→ THE INPUT
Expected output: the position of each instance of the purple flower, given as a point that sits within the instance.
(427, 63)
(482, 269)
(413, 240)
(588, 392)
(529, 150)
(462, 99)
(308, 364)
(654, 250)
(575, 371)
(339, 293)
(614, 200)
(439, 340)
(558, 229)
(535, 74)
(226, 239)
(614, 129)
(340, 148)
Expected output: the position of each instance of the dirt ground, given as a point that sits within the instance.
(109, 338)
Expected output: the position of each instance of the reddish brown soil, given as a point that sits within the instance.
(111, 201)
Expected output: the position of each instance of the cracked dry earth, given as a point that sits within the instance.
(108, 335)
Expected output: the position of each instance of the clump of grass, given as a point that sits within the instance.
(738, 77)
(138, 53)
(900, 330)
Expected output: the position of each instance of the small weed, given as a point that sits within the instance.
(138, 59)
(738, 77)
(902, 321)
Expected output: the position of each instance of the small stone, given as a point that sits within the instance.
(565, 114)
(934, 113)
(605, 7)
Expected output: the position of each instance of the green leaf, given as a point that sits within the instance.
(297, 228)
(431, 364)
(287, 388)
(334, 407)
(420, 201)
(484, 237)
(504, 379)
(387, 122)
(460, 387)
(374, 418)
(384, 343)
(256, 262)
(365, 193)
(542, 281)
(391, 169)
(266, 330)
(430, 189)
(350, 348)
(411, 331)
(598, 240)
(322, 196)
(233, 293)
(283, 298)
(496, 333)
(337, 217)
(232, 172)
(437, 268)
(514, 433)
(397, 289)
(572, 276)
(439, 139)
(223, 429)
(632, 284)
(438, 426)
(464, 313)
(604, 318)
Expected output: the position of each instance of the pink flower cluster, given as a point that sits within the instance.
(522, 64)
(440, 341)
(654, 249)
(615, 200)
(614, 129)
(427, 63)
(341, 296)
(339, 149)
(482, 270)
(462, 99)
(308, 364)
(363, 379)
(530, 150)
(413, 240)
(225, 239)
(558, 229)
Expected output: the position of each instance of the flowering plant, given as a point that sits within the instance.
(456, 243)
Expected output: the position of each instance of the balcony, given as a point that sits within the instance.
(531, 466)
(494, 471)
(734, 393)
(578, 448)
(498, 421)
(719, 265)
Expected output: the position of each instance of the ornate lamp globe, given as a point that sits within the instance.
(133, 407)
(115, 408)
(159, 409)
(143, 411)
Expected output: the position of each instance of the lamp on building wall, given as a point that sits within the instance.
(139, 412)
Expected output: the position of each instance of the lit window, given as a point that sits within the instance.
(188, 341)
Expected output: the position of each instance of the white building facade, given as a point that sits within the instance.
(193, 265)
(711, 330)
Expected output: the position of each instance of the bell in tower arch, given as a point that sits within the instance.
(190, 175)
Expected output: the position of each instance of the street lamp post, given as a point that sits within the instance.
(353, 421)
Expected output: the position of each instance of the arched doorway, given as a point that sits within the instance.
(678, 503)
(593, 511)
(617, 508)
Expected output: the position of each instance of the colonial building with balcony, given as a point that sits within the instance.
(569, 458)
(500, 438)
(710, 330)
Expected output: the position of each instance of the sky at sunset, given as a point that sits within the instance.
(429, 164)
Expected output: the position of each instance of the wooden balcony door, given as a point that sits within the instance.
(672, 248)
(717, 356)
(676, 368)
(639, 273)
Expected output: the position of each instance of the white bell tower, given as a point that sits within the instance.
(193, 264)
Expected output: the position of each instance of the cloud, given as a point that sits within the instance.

→ WHAT YOU SHOULD DO
The full set of entries must be transcribed exactly.

→ EXERCISE RESPONSE
Expected output: the position of each instance of the purple flower, given as a point that sits within the instance.
(427, 63)
(482, 269)
(413, 240)
(588, 392)
(529, 150)
(462, 99)
(308, 364)
(654, 250)
(575, 371)
(339, 293)
(614, 200)
(439, 340)
(558, 229)
(535, 74)
(226, 239)
(614, 129)
(340, 148)
Expected output: the position of each instance of the dirt ground, given as a point that sits within the instance.
(109, 338)
Expected output: the position of each instance of the reddish brown soil, given as a point that sits within the instance.
(111, 201)
Expected output: the position of each instance of the cracked dry earth, given as a point that sits within the instance.
(108, 335)
Expected output: the position of each instance of the clump of grass, given as a point that sits within the instance.
(738, 77)
(138, 53)
(900, 330)
Expected output: the position of each instance of the small weed, given as a point that sits within the instance.
(138, 59)
(738, 77)
(902, 321)
Expected output: the position of each instance of the small stone, given as a point that sits within the instance.
(565, 114)
(934, 113)
(605, 7)
Expected output: the position of each instance of the green leaf, given as a point that sits within the instance.
(297, 228)
(431, 364)
(287, 388)
(334, 407)
(420, 201)
(484, 237)
(504, 379)
(387, 122)
(460, 387)
(374, 418)
(384, 343)
(256, 262)
(365, 193)
(542, 281)
(391, 169)
(266, 330)
(430, 189)
(350, 348)
(411, 331)
(598, 240)
(322, 196)
(233, 293)
(283, 298)
(496, 333)
(337, 217)
(232, 172)
(437, 268)
(514, 433)
(397, 289)
(572, 276)
(439, 139)
(223, 429)
(632, 284)
(438, 426)
(464, 313)
(604, 318)
Expected output: the position of each instance of the pink flower cluster, given as a point that sits within the instance.
(522, 64)
(440, 341)
(654, 249)
(615, 200)
(614, 129)
(427, 63)
(341, 296)
(339, 149)
(482, 270)
(462, 99)
(308, 364)
(363, 379)
(530, 150)
(413, 240)
(225, 239)
(558, 229)
Expected output: the position of each instance of the flowering plant, given as a point that sits within the instance.
(456, 243)
Expected output: the position of each instance of the balcony, given as a point that sits within the instance.
(531, 466)
(494, 471)
(734, 393)
(578, 448)
(498, 421)
(719, 265)
Expected output: the position of each instance of the ornate lamp globe, given as a point that sits within the instance.
(133, 407)
(115, 408)
(159, 409)
(143, 411)
Expected output: the position of each instance of the lamp on building wall, given as a point that sits within the instance.
(139, 412)
Expected output: the position of each instance of the lit window, given as a point that sits within the instance.
(188, 341)
Expected output: the position of each instance of the white building facade, given as a point that sits within the instance.
(193, 265)
(711, 330)
Expected output: the position of each instance of the bell in tower arch, given as a point that sits within the instance.
(190, 175)
Expected output: the position of each instance of the street lamp post, given as a point that sits within the instance.
(353, 421)
Expected output: the position of each instance of the arched doorway, given as a point that sits within the instance.
(678, 503)
(593, 511)
(617, 508)
Expected output: the position of each instance of the colonial building with balcony, given as a point that sits within the instance.
(569, 458)
(500, 438)
(710, 330)
Expected output: the position of each instance of the sky at sunset, given as a point that sits within the instance.
(429, 164)
Expected output: the position of each instance of the wooden balcony door, given as a point that sits within the instance.
(672, 248)
(717, 356)
(676, 368)
(639, 273)
Expected output: the position of each instance of the white bell tower, given as a point that sits within the instance.
(193, 264)
Expected output: the position of each instance of the cloud, given as a point that sits within the instance.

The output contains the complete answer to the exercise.